_Challenge_: Pick out every line in the entries below that contains the string "suit", and copy each of those lines in full.

Point annotation dataset records
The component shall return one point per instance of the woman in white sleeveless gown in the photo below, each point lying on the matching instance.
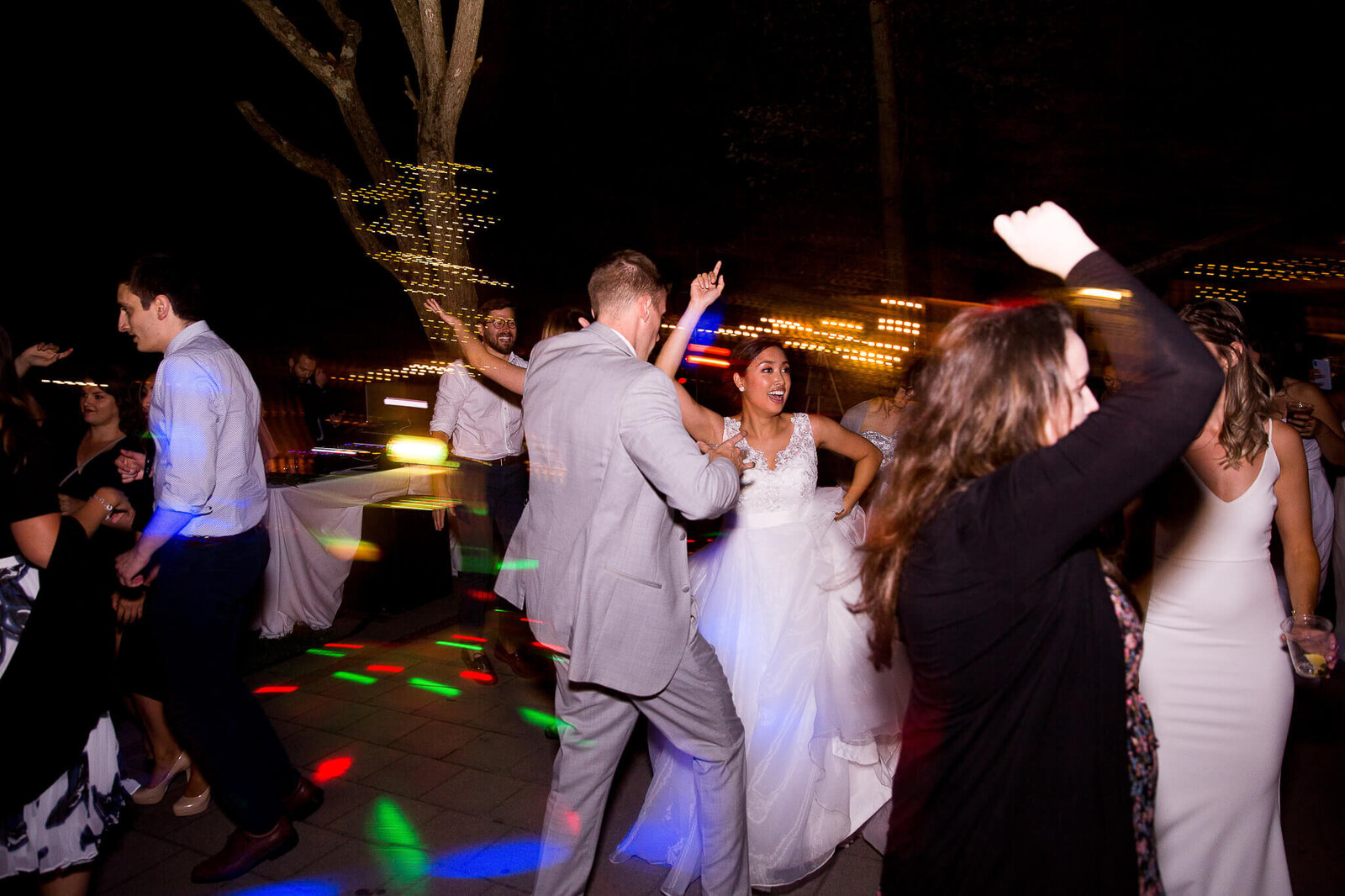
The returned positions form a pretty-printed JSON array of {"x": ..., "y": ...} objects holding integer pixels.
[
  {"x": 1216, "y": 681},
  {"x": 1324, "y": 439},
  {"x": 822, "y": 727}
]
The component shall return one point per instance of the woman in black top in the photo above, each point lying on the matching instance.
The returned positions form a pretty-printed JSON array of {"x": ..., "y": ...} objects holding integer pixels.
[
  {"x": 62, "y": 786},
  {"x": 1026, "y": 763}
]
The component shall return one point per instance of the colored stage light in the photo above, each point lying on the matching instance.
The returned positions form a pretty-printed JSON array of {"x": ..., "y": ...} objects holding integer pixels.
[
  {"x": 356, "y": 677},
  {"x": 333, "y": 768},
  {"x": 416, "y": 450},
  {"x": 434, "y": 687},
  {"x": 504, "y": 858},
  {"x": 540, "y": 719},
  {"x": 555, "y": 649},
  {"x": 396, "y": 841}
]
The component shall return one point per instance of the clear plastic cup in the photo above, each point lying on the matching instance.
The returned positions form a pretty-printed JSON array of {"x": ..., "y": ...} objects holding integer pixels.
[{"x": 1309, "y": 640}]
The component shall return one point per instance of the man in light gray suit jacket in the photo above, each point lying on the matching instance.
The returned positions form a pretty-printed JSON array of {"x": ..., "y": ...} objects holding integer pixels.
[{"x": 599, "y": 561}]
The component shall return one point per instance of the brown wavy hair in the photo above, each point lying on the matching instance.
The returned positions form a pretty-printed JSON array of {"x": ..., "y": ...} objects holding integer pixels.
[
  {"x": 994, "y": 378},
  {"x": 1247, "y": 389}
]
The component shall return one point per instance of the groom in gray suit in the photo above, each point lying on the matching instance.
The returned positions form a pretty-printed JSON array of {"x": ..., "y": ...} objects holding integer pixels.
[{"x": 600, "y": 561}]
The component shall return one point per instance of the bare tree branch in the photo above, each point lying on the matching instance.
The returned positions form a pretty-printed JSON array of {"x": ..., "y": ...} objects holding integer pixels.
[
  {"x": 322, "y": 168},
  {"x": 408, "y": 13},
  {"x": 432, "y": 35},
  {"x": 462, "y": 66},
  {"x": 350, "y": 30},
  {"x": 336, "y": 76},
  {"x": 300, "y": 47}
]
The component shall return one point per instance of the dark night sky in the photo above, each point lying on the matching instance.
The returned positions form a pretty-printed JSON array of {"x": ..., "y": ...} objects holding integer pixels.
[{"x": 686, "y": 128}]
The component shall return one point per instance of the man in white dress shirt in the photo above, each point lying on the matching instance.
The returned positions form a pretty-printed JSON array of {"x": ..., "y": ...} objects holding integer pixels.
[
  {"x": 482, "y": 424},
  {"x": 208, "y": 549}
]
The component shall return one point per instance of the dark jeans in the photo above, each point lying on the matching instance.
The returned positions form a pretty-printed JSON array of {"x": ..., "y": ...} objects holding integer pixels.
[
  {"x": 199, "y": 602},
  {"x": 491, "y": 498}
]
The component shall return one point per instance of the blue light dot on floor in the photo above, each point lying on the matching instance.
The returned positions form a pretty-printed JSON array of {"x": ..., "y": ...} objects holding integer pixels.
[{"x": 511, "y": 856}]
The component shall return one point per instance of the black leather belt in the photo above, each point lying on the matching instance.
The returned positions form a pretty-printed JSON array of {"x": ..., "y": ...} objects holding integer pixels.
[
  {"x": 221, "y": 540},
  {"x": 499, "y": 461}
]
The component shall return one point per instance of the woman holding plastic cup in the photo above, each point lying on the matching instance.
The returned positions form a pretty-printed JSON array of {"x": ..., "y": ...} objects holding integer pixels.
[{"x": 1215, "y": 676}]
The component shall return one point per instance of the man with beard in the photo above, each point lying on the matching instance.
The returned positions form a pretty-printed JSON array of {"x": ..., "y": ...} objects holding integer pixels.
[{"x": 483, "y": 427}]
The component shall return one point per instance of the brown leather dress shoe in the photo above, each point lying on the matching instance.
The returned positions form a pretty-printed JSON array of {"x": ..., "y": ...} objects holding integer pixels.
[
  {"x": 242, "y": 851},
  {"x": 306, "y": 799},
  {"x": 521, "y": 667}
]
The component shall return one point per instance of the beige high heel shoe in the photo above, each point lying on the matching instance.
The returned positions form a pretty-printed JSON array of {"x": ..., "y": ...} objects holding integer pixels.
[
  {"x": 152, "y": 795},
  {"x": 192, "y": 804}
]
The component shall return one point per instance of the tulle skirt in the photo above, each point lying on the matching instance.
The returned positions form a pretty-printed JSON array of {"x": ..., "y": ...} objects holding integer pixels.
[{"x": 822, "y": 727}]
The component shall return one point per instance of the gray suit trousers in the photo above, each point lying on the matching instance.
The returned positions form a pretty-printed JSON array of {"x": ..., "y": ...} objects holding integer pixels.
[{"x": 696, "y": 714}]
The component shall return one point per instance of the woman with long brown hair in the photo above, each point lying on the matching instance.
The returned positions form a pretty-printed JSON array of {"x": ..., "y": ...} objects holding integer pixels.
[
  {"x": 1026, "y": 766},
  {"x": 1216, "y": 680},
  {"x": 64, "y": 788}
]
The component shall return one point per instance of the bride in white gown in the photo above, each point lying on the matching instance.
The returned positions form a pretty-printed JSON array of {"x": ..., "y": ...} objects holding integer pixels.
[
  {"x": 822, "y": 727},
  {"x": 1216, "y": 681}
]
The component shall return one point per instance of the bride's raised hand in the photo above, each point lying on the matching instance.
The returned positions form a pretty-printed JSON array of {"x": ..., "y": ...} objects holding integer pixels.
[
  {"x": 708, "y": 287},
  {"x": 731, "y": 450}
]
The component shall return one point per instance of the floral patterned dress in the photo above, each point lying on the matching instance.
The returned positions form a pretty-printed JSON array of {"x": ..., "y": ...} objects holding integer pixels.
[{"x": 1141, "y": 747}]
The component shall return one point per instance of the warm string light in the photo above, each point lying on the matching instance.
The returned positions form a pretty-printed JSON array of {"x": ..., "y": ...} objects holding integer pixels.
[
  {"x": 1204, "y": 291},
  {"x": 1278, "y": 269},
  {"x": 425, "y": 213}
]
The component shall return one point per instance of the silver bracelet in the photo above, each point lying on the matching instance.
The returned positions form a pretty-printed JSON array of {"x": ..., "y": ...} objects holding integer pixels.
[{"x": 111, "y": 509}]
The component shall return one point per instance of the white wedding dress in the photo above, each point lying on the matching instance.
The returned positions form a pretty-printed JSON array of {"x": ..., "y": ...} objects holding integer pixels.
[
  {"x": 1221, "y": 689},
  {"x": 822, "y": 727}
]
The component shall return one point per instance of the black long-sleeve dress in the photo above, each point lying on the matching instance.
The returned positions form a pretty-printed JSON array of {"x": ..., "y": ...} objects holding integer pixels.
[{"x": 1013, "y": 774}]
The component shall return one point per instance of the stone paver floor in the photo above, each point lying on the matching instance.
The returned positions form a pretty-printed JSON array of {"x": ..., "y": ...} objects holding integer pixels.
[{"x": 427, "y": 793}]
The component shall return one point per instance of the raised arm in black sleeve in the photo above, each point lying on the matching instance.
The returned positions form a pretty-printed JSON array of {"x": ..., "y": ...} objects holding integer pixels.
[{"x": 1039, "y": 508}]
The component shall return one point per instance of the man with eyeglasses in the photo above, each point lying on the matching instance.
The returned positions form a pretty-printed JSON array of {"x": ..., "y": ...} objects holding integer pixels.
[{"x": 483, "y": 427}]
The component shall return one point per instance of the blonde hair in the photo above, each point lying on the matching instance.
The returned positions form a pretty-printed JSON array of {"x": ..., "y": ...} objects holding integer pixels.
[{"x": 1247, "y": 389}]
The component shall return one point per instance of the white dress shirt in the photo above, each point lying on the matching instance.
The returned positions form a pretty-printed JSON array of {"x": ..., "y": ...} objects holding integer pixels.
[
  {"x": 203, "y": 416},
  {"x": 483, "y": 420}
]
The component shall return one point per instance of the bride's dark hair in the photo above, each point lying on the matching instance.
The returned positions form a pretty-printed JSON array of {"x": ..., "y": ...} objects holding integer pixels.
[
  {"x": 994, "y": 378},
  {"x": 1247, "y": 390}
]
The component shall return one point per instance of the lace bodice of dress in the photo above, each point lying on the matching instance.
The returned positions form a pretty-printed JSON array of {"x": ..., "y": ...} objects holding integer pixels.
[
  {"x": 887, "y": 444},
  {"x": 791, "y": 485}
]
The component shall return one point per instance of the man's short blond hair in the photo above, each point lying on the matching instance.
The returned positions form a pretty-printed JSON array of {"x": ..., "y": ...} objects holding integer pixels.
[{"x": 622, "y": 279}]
==
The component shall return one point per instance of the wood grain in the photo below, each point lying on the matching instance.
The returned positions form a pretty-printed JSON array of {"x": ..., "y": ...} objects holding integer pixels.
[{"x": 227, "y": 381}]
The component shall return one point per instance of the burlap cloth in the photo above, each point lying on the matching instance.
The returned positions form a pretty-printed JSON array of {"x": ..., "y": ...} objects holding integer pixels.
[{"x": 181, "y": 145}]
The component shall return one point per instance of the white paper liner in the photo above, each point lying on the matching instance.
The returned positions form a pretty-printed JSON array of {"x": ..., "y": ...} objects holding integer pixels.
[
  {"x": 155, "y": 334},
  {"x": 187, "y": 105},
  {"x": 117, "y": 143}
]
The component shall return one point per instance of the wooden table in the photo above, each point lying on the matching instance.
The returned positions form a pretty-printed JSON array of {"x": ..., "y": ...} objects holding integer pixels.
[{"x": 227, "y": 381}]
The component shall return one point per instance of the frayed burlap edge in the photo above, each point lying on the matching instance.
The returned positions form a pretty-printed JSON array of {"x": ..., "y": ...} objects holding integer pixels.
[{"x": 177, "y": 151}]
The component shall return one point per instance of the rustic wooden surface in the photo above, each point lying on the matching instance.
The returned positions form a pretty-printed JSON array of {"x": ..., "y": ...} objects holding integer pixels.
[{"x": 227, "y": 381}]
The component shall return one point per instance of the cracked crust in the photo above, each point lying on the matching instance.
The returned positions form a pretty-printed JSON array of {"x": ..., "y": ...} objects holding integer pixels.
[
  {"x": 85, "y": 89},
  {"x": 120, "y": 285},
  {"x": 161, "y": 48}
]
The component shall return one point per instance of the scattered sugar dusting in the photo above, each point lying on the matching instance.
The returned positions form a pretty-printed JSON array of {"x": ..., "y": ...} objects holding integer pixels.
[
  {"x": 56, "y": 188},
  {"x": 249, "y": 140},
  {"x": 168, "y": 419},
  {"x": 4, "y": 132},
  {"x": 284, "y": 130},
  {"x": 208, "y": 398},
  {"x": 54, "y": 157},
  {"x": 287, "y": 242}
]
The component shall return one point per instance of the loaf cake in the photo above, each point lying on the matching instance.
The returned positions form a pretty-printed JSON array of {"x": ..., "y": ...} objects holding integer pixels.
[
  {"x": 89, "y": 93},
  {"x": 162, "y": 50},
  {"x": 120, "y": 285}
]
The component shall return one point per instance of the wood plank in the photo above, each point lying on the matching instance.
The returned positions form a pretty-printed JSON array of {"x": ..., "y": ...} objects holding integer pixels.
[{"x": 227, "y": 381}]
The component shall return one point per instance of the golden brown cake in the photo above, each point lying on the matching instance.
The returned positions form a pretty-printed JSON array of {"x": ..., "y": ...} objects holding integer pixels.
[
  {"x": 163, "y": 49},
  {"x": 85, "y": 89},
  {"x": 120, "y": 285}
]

_Complete response_:
The component shall return one point per instance of the man in light gray suit jacket in the photo above, each point lying on the matching instance.
The component shall return one point per instance of the groom in gray suit in the photo above, each point lying on the matching instance.
The component shall return one point per instance of the gray suit trousers in the photo above, each point lying on the matching instance.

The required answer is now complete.